> Records provided

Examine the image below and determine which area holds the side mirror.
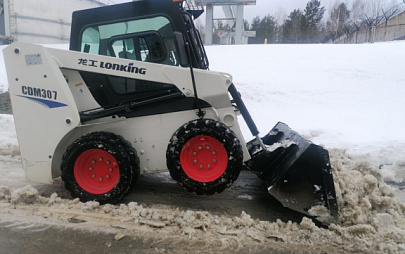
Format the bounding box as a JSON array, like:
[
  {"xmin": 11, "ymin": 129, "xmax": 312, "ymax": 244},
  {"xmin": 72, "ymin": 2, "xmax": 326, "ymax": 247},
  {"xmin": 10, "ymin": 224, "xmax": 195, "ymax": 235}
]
[{"xmin": 174, "ymin": 32, "xmax": 190, "ymax": 67}]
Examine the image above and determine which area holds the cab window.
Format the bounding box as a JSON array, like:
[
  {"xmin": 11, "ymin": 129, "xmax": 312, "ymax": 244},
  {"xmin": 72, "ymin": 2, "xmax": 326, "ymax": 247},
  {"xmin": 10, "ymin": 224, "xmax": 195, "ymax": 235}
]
[{"xmin": 81, "ymin": 16, "xmax": 179, "ymax": 66}]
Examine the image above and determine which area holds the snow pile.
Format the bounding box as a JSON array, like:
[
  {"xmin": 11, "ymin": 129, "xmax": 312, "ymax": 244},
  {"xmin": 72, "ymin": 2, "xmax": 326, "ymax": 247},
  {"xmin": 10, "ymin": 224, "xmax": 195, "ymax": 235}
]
[{"xmin": 0, "ymin": 176, "xmax": 405, "ymax": 253}]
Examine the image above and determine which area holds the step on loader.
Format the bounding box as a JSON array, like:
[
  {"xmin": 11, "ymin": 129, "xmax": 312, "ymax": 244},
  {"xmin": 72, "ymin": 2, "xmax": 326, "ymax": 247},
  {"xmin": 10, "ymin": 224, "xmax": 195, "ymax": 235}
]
[{"xmin": 4, "ymin": 0, "xmax": 338, "ymax": 222}]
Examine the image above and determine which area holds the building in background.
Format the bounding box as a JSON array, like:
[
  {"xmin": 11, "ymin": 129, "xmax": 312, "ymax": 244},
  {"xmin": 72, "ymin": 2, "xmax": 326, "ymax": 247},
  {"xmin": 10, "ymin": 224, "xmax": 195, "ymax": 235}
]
[{"xmin": 0, "ymin": 0, "xmax": 112, "ymax": 44}]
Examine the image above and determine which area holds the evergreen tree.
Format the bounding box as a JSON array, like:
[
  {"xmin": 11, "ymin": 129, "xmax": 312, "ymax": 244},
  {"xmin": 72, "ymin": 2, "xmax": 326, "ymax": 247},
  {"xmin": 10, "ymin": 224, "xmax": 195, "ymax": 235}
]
[
  {"xmin": 282, "ymin": 9, "xmax": 305, "ymax": 43},
  {"xmin": 326, "ymin": 2, "xmax": 350, "ymax": 36}
]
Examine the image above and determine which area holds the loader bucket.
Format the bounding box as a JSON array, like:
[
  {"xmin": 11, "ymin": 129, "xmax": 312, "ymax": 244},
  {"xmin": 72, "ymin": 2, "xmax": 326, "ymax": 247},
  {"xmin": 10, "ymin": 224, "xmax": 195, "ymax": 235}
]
[{"xmin": 247, "ymin": 122, "xmax": 338, "ymax": 223}]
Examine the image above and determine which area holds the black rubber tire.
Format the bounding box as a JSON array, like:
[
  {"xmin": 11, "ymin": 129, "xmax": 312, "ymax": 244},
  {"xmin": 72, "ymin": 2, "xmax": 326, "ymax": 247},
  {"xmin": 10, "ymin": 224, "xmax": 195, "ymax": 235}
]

> The request
Without the pictures, transcribe the listing above exactly.

> Exercise answer
Examine the image below and determine which area holds the side mirror.
Format the bounding box as a JSON array, like:
[
  {"xmin": 11, "ymin": 129, "xmax": 312, "ymax": 244},
  {"xmin": 72, "ymin": 2, "xmax": 326, "ymax": 247},
  {"xmin": 10, "ymin": 224, "xmax": 195, "ymax": 235}
]
[{"xmin": 174, "ymin": 32, "xmax": 190, "ymax": 67}]
Examine the image above and determine which area holds the cab window.
Format the bounding box as a JSON array, like:
[
  {"xmin": 11, "ymin": 129, "xmax": 312, "ymax": 244},
  {"xmin": 72, "ymin": 2, "xmax": 326, "ymax": 247},
  {"xmin": 10, "ymin": 224, "xmax": 195, "ymax": 235}
]
[{"xmin": 81, "ymin": 16, "xmax": 179, "ymax": 66}]
Examine the image above and determine which area holds the snow pile.
Format the bounding box as a JSON array, like:
[
  {"xmin": 11, "ymin": 129, "xmax": 312, "ymax": 244},
  {"xmin": 72, "ymin": 2, "xmax": 326, "ymax": 247},
  {"xmin": 10, "ymin": 224, "xmax": 195, "ymax": 235}
]
[{"xmin": 0, "ymin": 176, "xmax": 405, "ymax": 253}]
Examine the image above and determine which area holds the step on loader.
Format the bounding box as a JSON array, like:
[
  {"xmin": 11, "ymin": 129, "xmax": 312, "ymax": 244},
  {"xmin": 72, "ymin": 2, "xmax": 326, "ymax": 247},
  {"xmin": 10, "ymin": 224, "xmax": 195, "ymax": 235}
]
[{"xmin": 4, "ymin": 0, "xmax": 338, "ymax": 222}]
Examine the image above and determine which area holds the building in background.
Format the bounding box as a JSON array, like:
[
  {"xmin": 11, "ymin": 129, "xmax": 312, "ymax": 244},
  {"xmin": 72, "ymin": 2, "xmax": 326, "ymax": 247},
  {"xmin": 10, "ymin": 224, "xmax": 195, "ymax": 235}
]
[{"xmin": 0, "ymin": 0, "xmax": 112, "ymax": 44}]
Examine the image above and determine which area holds the evergreen tree.
Format the bounding box as a JSON array, like:
[
  {"xmin": 11, "ymin": 129, "xmax": 312, "ymax": 244},
  {"xmin": 72, "ymin": 2, "xmax": 326, "ymax": 247},
  {"xmin": 10, "ymin": 224, "xmax": 195, "ymax": 235}
]
[
  {"xmin": 282, "ymin": 9, "xmax": 305, "ymax": 43},
  {"xmin": 326, "ymin": 2, "xmax": 350, "ymax": 36}
]
Examine the image above and determine which area holds the loader bucket.
Format the bounding box as a JSON array, like:
[
  {"xmin": 11, "ymin": 129, "xmax": 312, "ymax": 244},
  {"xmin": 72, "ymin": 2, "xmax": 326, "ymax": 247},
  {"xmin": 10, "ymin": 224, "xmax": 195, "ymax": 235}
]
[{"xmin": 247, "ymin": 122, "xmax": 338, "ymax": 223}]
Examine the image above and determine which area holds the black rubber tire.
Format the bounding box as a JSON array, like:
[
  {"xmin": 11, "ymin": 129, "xmax": 312, "ymax": 244},
  {"xmin": 72, "ymin": 2, "xmax": 326, "ymax": 247},
  {"xmin": 10, "ymin": 224, "xmax": 195, "ymax": 235}
]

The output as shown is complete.